The result should be the line with "what's up, can you detect the snow" followed by every remaining line of the entries, each reproduced exactly, with nothing else.

Records from a data source:
-*-

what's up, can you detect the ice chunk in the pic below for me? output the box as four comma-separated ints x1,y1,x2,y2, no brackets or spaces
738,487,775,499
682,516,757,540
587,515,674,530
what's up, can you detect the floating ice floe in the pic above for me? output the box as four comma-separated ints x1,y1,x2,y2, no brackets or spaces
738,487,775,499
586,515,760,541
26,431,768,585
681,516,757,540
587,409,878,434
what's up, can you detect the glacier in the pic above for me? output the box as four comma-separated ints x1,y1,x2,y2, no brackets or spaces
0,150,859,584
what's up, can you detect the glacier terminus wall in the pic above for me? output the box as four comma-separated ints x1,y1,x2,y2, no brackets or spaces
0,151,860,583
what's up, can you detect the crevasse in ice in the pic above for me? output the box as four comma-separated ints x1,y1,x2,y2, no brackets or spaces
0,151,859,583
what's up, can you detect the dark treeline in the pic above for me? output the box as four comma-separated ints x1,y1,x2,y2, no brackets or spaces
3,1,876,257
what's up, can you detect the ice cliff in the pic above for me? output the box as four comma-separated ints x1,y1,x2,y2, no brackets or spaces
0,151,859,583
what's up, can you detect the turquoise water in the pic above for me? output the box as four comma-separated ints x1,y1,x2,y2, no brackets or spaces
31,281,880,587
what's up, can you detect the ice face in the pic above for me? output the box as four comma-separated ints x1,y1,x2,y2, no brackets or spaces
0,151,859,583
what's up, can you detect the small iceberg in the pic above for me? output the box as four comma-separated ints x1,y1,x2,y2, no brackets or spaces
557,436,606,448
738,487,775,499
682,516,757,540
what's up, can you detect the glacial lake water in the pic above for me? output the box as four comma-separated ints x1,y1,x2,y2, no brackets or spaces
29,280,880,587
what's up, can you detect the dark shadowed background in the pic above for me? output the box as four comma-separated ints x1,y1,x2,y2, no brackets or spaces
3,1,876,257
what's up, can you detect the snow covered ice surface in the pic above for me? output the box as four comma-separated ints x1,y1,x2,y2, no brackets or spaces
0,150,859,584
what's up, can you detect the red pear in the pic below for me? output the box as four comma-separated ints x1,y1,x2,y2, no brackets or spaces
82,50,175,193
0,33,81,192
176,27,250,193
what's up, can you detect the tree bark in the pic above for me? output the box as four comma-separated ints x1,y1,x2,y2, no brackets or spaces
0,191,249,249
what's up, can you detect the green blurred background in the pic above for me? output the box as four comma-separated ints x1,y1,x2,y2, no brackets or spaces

-*-

(The answer)
what's up, can you detect the snow covered ice surface in the pic above for me? output the box as four comma-separated ints x1,y1,x2,y2, no brackets or spaces
0,150,859,584
what's up, can you detect the red pear in the pic below for me? output the box as four comma-separated ints x1,y1,x2,y2, no brackets or spaces
82,50,175,193
0,33,81,192
176,27,250,193
what's up, can you detect the tree bark in the pic above for me? output the box as four comma-separated ints x1,y1,x2,y2, no brackets or spaces
0,191,249,249
what's up, can you detect the green blurred background in the pic above for me? output the box as four comma-separated ints x1,y1,x2,y2, no brackets or spaces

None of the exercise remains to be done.